> _EXERCISE PROMPT_:
Reproduce each of the entries below, substituting "pin" for every occurrence of "marker" and leaving all other text unchanged.
= = = =
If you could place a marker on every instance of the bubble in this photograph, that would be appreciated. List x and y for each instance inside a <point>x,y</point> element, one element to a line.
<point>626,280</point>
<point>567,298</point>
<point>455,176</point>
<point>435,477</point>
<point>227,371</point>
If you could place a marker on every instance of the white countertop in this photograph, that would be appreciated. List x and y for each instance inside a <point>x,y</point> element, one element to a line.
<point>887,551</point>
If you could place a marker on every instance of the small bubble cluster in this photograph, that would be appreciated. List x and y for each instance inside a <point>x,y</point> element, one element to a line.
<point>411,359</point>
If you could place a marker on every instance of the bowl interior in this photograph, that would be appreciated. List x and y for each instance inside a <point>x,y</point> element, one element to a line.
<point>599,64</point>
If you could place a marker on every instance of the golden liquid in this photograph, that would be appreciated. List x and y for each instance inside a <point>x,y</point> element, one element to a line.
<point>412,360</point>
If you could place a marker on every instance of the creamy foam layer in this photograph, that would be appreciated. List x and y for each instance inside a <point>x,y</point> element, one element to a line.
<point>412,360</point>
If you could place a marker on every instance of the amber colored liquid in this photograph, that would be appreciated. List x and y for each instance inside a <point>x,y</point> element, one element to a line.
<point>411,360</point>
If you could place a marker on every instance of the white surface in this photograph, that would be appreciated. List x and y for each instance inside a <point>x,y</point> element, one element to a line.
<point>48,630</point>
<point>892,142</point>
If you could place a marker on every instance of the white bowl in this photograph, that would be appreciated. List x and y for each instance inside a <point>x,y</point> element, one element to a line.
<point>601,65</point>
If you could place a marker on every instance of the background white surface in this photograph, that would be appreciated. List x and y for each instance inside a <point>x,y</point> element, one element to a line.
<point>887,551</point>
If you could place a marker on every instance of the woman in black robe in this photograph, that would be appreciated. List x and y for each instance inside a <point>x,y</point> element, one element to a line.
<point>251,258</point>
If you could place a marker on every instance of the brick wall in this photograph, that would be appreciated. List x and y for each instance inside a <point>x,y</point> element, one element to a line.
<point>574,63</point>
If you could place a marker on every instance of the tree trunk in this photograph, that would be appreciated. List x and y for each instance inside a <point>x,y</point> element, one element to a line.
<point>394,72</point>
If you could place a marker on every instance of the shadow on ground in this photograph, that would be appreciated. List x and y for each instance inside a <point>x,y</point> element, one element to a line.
= = = =
> _EXERCISE SOLUTION_:
If you could place a pin on every instance of the bubble in this photograph, that would be appreciated. List x and y for each instance inside a <point>x,y</point> element, one element to a line.
<point>626,280</point>
<point>567,298</point>
<point>455,176</point>
<point>435,477</point>
<point>227,371</point>
If you could place a pin on every instance of the white countertop in this photograph, that would be appreciated. List x and y for each instance inside a <point>x,y</point> element, one element to a line.
<point>887,551</point>
If you could place a pin on every instance of the small bubble cluster in this photograph, that would be appreciated. List x and y for each instance inside a <point>x,y</point> element, one element to a line.
<point>411,359</point>
If you could place a pin on every instance of the bowl interior in this photograph, that would be appreciated. List x and y for each instance inside a <point>x,y</point> element, one element to a line.
<point>599,64</point>
If you could place a pin on every instance of the golden liquid in this photograph, that would be appreciated. List x and y for each instance inside a <point>x,y</point> element, one element to a line.
<point>412,360</point>
If you could place a pin on every instance of the creamy foam layer in this photograph, that would be appreciated. List x and y for each instance inside a <point>x,y</point> element, one element to a line.
<point>412,360</point>
If you could place a pin on every instance of the amber colored liquid in this photograph, that would be appreciated. List x and y for each instance inside a <point>x,y</point> element, one element to a line.
<point>411,360</point>
If you could place a pin on every instance of the white surface in this photograph, that would be appreciated. List x and y for each instance inside a <point>x,y</point> element, one element to a line.
<point>48,630</point>
<point>892,142</point>
If you could place a pin on every instance of the white bowl in this photograph, that would be appreciated. List x and y for each instance inside a <point>x,y</point> element, one element to a line.
<point>601,65</point>
If you could place a pin on every instance of the background white surface in this photograph, that would be appreciated. List x and y for each instance inside a <point>x,y</point> element, one element to a line.
<point>887,551</point>
If you could place a pin on every instance of the woman in black robe in this photograph, that would be appreciated. List x and y for each instance inside a <point>x,y</point> element, one element to a line.
<point>251,258</point>
If you could place a pin on every instance of the brick wall in this photograph, that would be appreciated. List x and y for each instance inside a <point>x,y</point> element, one element to a line.
<point>574,63</point>
If you could place a pin on every instance of the tree trunk in this photograph, that would be appreciated. List x and y for each instance inside a <point>x,y</point> element, one element to a line.
<point>394,72</point>
If you could place a pin on every instance of the shadow on ground in this photograph, that would be appreciated. List x and y for each instance inside a <point>x,y</point> element, one element to a line.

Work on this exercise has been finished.